* TEXT PASSAGE *
Chapter 11: Micronutrients in Metabolism
11.3 Niacin (Vitamin B3)
University of Hawai‘i at Mānoa Food Science and Human Nutrition Program
Niacin (B3)
Niacin is a component of the coenzymes NADH and NADPH, which are involved in the catabolism and/or anabolism of carbohydrates, lipids, and proteins. NADH is the predominant electron carrier and transfers electrons to the electron-transport chain to make ATP. NADPH is also required for the anabolic pathways of fatty-acid and cholesterol synthesis. In contrast to other vitamins, niacin can be synthesized by humans from the amino acid tryptophan in an anabolic process requiring enzymes dependent on riboflavin, vitamin B6, and iron. Niacin is made from tryptophan only after tryptophan has met all of its other needs in the body. The contribution of tryptophan-derived niacin to niacin needs in the body varies widely and a few scientific studies have demonstrated that diets high in tryptophan have very little effect on niacin deficiency. Niacin deficiency is commonly known as pellagra and the symptoms include fatigue, decreased appetite, and indigestion. These symptoms are then commonly followed by the four D’s: diarrhea, dermatitis, dementia, and sometimes death.

* WHAT THIS EXERCISE ASKS *
• a. Summarize the niacin passage in two sentences.
• b. Carry on the niacin passage past its final sentence.

Point localization records:
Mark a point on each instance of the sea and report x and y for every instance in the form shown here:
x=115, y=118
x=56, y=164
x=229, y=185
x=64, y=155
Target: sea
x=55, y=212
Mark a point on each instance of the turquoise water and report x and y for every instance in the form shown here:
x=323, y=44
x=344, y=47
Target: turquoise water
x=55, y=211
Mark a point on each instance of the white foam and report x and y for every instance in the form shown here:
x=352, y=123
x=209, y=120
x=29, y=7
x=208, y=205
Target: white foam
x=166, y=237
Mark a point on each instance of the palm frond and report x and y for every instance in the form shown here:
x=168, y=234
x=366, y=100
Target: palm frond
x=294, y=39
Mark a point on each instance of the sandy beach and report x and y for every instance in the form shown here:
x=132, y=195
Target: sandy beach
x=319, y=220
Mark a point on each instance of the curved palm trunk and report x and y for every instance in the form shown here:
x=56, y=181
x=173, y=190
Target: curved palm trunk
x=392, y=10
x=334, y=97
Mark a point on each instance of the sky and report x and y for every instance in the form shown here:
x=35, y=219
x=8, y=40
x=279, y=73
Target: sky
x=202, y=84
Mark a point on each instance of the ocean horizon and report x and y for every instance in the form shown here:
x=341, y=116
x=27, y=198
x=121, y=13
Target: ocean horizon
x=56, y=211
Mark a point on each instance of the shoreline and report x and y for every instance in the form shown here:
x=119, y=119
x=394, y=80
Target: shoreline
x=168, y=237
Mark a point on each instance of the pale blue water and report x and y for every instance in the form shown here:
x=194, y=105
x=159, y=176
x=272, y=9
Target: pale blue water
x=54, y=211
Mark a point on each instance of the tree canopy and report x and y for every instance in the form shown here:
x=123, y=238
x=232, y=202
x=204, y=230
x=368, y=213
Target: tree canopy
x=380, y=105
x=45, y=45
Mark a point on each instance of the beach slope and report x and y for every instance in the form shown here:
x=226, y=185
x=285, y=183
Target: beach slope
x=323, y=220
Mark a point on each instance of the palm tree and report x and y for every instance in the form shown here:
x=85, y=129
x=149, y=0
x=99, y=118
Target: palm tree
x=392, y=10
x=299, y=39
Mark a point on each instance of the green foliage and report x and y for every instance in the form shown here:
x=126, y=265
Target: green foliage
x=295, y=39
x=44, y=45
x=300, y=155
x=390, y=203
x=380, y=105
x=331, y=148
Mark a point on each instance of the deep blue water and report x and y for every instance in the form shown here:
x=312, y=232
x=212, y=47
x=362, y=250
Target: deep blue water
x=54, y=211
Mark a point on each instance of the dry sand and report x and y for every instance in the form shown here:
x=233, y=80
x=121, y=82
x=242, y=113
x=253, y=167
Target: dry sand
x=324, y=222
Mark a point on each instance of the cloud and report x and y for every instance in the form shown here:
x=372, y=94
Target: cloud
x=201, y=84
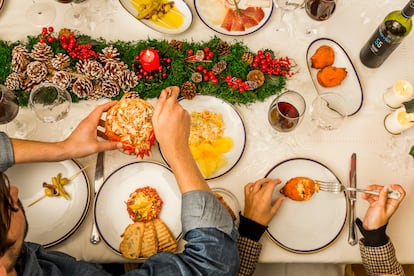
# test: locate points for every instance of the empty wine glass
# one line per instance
(285, 6)
(327, 110)
(9, 108)
(41, 14)
(50, 102)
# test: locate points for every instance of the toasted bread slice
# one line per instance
(149, 241)
(131, 243)
(166, 241)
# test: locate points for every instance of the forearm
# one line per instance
(380, 260)
(35, 151)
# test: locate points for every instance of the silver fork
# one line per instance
(336, 187)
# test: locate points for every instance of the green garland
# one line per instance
(179, 73)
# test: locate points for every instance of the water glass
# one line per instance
(50, 102)
(286, 111)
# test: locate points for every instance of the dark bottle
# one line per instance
(390, 33)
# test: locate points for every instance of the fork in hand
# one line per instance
(336, 187)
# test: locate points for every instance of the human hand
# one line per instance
(171, 123)
(84, 141)
(381, 208)
(258, 205)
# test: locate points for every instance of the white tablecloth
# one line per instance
(382, 158)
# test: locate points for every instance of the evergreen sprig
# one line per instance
(180, 70)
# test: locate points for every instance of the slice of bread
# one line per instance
(149, 241)
(166, 241)
(131, 243)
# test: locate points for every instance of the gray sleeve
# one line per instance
(6, 152)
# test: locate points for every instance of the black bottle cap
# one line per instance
(408, 10)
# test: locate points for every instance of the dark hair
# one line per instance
(6, 209)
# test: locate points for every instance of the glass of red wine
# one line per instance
(21, 127)
(286, 111)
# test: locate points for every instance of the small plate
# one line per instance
(307, 226)
(179, 4)
(214, 12)
(233, 123)
(111, 215)
(350, 88)
(52, 219)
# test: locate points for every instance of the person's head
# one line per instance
(13, 223)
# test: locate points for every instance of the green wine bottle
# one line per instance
(390, 33)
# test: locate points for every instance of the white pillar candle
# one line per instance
(401, 91)
(398, 121)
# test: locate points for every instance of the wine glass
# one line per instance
(286, 111)
(50, 102)
(284, 7)
(319, 10)
(41, 14)
(9, 108)
(74, 16)
(328, 111)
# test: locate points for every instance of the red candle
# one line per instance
(149, 60)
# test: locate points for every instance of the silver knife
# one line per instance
(352, 237)
(94, 239)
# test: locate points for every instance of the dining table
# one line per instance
(382, 158)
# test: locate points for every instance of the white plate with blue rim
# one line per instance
(350, 88)
(181, 10)
(111, 215)
(226, 18)
(52, 219)
(307, 226)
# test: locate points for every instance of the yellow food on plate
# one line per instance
(161, 12)
(207, 143)
(299, 188)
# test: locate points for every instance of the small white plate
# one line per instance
(52, 219)
(233, 127)
(213, 13)
(111, 215)
(350, 88)
(179, 4)
(307, 226)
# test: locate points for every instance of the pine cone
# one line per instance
(223, 48)
(93, 69)
(109, 54)
(36, 71)
(188, 90)
(60, 61)
(219, 67)
(42, 52)
(13, 81)
(82, 87)
(196, 77)
(257, 76)
(62, 79)
(248, 57)
(176, 45)
(110, 88)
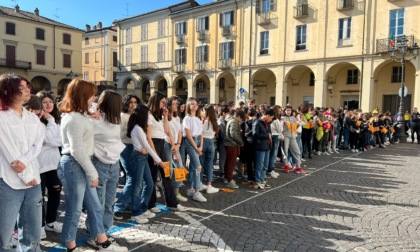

* ANSWERS BY TASK *
• a. Niacin is part of the coenzymes NADH and NADPH, which take part in the breakdown and building of carbohydrates, lipids, and proteins. Unlike other vitamins, it can be made by humans from the amino acid tryptophan, and its deficiency, known as pellagra, causes fatigue, decreased appetite, and indigestion, commonly followed by diarrhea, dermatitis, dementia, and sometimes death.

• b.
Dietary Reference Intakes
The RDAs and ULs for different age groups for Niacin are listed in Table 11.31 “Dietary Reference Intakes for Niacin”. Because niacin needs can be met from tryptophan, the RDA is expressed in niacin equivalents (NEs). The conversions of NE, niacin, and tryptophan are: 1 mg NE = 60 mg tryptophan = 1 mg niacin
Table 11.31 Dietary Reference Intakes for Niacin[1]
Age Group | RDA Males and Females mg NE/day) | UL |
Infants (0–6 months) | 2 * | Not possible to establish |
Infants (7–12 months) | 4* | Not possible to establish |
Children (1–3 years) | 6 | 10 |
Children (4–8 years) | 8 | 15 |
Children (9–13 years) | 12 | 20 |
Adolescents (14–18 years) | 16 (males), 14 (females) | 30 |
Adults (> 19 years) | 16 (males), 14 (females) | 35 |
Pregnancy | 18 | Same as non-pregnant |
Lactation | 17 | Same as non-lactating |
*denotes Adequate Intake |
Dietary Sources
Niacin can be found in a variety of different foods such as yeast, meat, poultry, red fish, and cereal. In plants, especially mature grains, niacin can be bound to sugar molecules which can significantly decrease the niacin bioavailability. For the niacin content of various foods, see Table 11.32 “Niacin Content of Various Foods”.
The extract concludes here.